STUDY TEXT
# # #

The retailer anticipates gross margin pressure to accelerate in the second quarter due to the more aggressive promotions as it moves through the remainder of excess inventory as well as the “generally challenging retail environment.”
Like many apparel companies during the pandemic, Francesca’s deferred rent payments throughout the pandemic into June. The company was able to complete negotiations with its landlords to abate or defer lease payments for the months of April, May and June. Lease payments have resumed for the company as of July 2020, while past due balances for merchandise and non-merchandise vendor accounts payables have been paid.
Francesca’s now has cash and cash equivalents of $18.7 million after it repaid $2 million of the outstanding borrowings under its Amended ABL credit agreement.
Although Francesca’s has provided a second-quarter preview of sales and earnings, it says it may not provide quarterly or annual financial guidance in future earnings releases.

# # #

TASKS
- a) According to the Francesca's passage, how much cash and cash equivalents does the company now have?
- b) From the Francesca's passage, extract the words starting at "Although Francesca’s has" and ending after "future earnings releases.".

INFORMATION PROVIDED
# # #

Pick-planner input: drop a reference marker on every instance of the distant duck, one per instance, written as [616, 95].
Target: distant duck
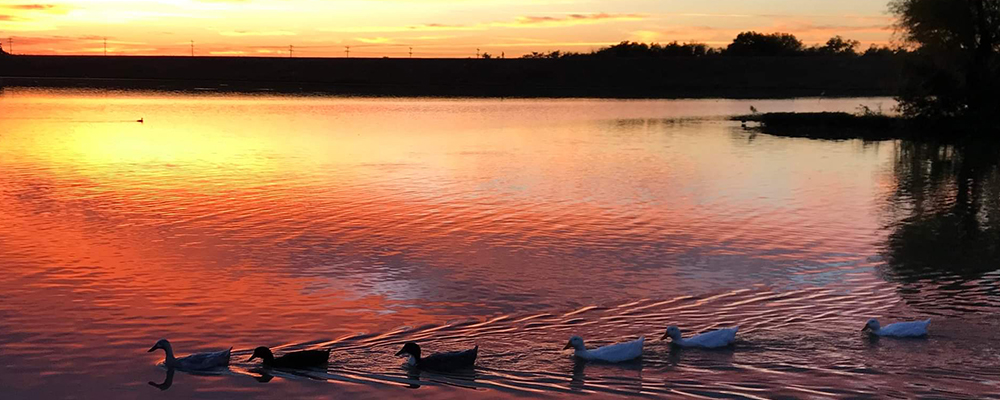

# # #

ANSWER SECTION
- a) $18.7 million

- b)
Although Francesca’s has provided a second-quarter preview of sales and earnings, it says it may not provide quarterly or annual financial guidance in future earnings releases.